▶ **PROVIDED DATA**:
□ □ □ □

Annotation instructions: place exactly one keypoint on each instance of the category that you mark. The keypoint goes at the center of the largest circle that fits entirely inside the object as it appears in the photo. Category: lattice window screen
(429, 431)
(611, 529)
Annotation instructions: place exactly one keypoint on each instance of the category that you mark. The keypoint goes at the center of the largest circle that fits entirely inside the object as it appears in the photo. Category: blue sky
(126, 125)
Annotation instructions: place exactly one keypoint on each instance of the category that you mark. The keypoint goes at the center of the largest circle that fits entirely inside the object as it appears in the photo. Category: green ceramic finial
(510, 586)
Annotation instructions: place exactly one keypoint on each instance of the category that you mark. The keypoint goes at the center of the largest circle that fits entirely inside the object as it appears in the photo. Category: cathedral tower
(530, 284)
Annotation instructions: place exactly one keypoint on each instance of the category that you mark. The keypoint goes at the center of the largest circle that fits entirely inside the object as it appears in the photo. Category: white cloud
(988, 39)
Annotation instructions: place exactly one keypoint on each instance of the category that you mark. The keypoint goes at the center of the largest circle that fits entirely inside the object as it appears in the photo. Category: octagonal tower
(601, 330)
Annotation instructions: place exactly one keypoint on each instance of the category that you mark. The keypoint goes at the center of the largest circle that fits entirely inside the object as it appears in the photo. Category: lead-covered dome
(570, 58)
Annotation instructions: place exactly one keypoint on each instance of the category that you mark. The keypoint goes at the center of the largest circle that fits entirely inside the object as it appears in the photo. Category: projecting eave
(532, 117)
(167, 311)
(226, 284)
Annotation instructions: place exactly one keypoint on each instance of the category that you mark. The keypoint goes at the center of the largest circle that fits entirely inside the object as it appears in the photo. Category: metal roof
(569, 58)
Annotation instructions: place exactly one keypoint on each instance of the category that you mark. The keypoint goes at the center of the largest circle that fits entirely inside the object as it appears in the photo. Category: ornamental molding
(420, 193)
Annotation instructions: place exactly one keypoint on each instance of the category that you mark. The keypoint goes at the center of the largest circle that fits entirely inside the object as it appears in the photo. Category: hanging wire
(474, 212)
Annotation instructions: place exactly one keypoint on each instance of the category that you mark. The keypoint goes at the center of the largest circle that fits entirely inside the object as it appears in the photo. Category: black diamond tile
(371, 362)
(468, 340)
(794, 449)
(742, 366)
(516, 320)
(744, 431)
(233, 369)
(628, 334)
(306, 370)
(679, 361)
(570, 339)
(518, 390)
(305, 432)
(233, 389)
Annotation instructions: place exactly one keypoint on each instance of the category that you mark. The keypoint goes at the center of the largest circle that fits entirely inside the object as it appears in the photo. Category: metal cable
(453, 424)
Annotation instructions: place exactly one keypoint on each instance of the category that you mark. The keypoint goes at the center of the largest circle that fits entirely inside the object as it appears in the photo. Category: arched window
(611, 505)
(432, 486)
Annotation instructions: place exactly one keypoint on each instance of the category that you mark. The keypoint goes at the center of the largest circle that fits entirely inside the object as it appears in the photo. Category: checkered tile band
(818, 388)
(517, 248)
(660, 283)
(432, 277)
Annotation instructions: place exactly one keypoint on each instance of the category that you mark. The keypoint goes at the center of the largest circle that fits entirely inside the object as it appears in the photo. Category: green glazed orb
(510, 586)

□ □ □ □

Set down all of the records shown above once more, exactly.

Annotation instructions: place exactly one keypoint on each instance of the category that you mark. The keypoint goes at the center of the largest circle that fits entirely inside the object as it appears in the photo. Category: lattice window screen
(429, 431)
(611, 529)
Annotation instructions: place exactly one keypoint on each instance of the category that you mark. The keypoint goes at the center of the largest circle that fits entirely inside the object as it appears in the photo. Category: blue sky
(126, 125)
Annotation instructions: place exactly one keypoint on each instance of the category that you mark. The keypoint goes at the center of the largest circle that fits entirely inside the object as it appears in the photo. Category: green ceramic finial
(510, 586)
Annotation instructions: place exactly one keypoint on each instance of the category that you mark. The keypoint goes at the center of the largest circle that fits entirely inside the object as it appears in the photo. Category: cathedral tower
(530, 284)
Annotation instructions: place exactly one keypoint on each instance of the category that you mark. The keypoint goes at the center of the largest circle that fits entirely inside the object as it appears in the photo. Category: white cloud
(988, 39)
Annotation instructions: place exactly one keypoint on each instance of the category that you mark. The keypoint goes at the center of the largest circle that fits entirely inside the object as it appears in the photo. Category: octagonal tower
(601, 330)
Annotation instructions: place exactly one keypoint on each instance of the category that you mark. The keypoint goes at the center of the largest circle that fits entirely inside the object as it appears in the photo. Category: lead-covered dome
(570, 58)
Annotation instructions: place exactly one keypoint on each instance of the category that you mark. The keypoint goes at the center of the largest circle that fits entirely inside the object as it appears in the photo. Category: projecting eave
(532, 117)
(167, 311)
(226, 284)
Annotation instructions: place exactly one keypoint on each instance of the category that you mark. The keypoint goes at the center of the largest circle that fits entirely inside the object as it appears in the photo. Category: metal roof
(569, 58)
Annotation instructions: place exactly one keypoint on each instance of the category that you mark. The keypoint goes at the center of the largest circle that fits entirely inside the object as it appears in the photo. Category: ornamental molding
(420, 193)
Annotation instructions: place exactly one keypoint on each instance of the category that you mark. The keypoint goes at the center of the largest circle that fits entirely inside the object as it appears in the photo. Category: hanging wire
(474, 212)
Annotation instructions: place exactly one keypoint on each instance of the category that you mark. The keypoint goes at the center of the largest circle that fits entirely inside the object as it appears in the photo. Category: black diamond tile
(371, 362)
(468, 340)
(794, 449)
(742, 366)
(516, 320)
(744, 431)
(233, 369)
(628, 334)
(306, 370)
(679, 361)
(570, 339)
(518, 390)
(305, 432)
(233, 389)
Annotation instructions: place exactly one keypoint on each instance of the category that you mark. The keypoint goes at the center of the largest circle that fits entirely inside the object as it appears in the photo. Category: metal cable
(453, 424)
Annotation instructions: place exactly one keypoint on each instance of the category that you mark. The keypoint goes at the center of the largest circle that fits entirely inside the object as it appears in the photo. Category: arched window
(611, 505)
(432, 486)
Annotation instructions: place exactly one keypoint on each instance of the category that you mark. The keypoint goes at the center of the largest circle that fits entirely inside the object as it appears in the photo. Category: checkered tile band
(818, 388)
(517, 248)
(660, 283)
(432, 277)
Annotation instructions: place exactly one keypoint on each instance of the category that you mark. The keypoint goes at the center of the largest circle that fits entirely inside the object as it appears in the photo. Category: green glazed orb
(510, 586)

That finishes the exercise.